_RECORDED DATA:_

Start of Block

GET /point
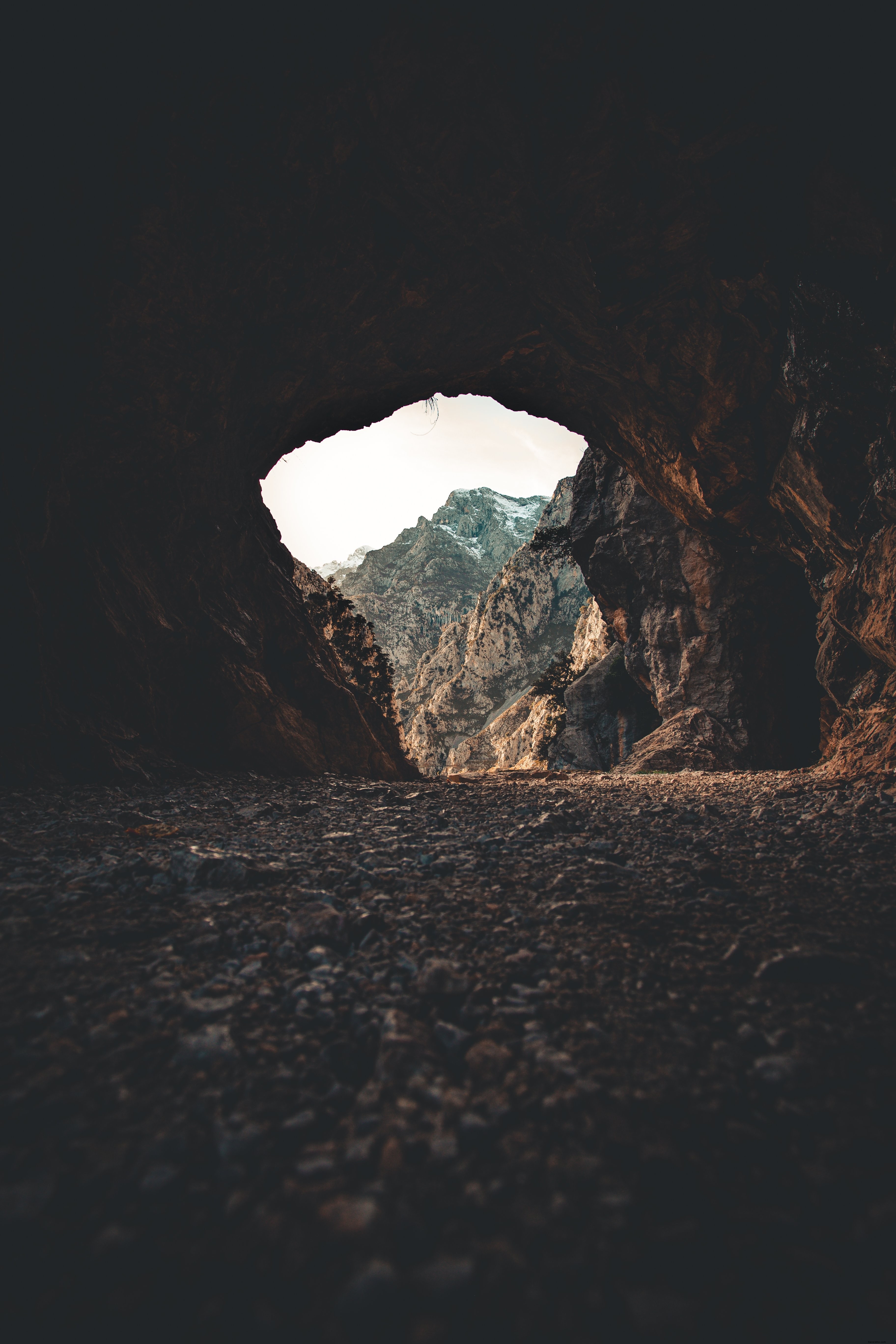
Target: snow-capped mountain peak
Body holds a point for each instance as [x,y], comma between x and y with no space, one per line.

End of Block
Start of Block

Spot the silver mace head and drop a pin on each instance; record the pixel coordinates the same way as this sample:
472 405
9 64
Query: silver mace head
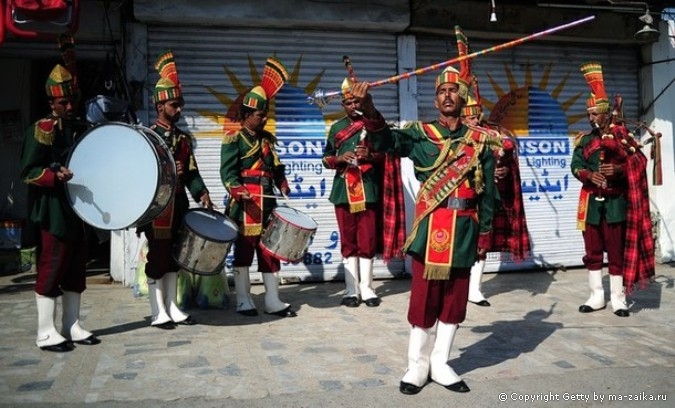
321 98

End of Block

_TASK INSTRUCTIONS:_ Each line from the material above that mentions the word "point" needs to be copied.

_EXERCISE RESPONSE:_
GET /point
Body holds a point for each instance as [x,y], comma between x and y with no space, one per line.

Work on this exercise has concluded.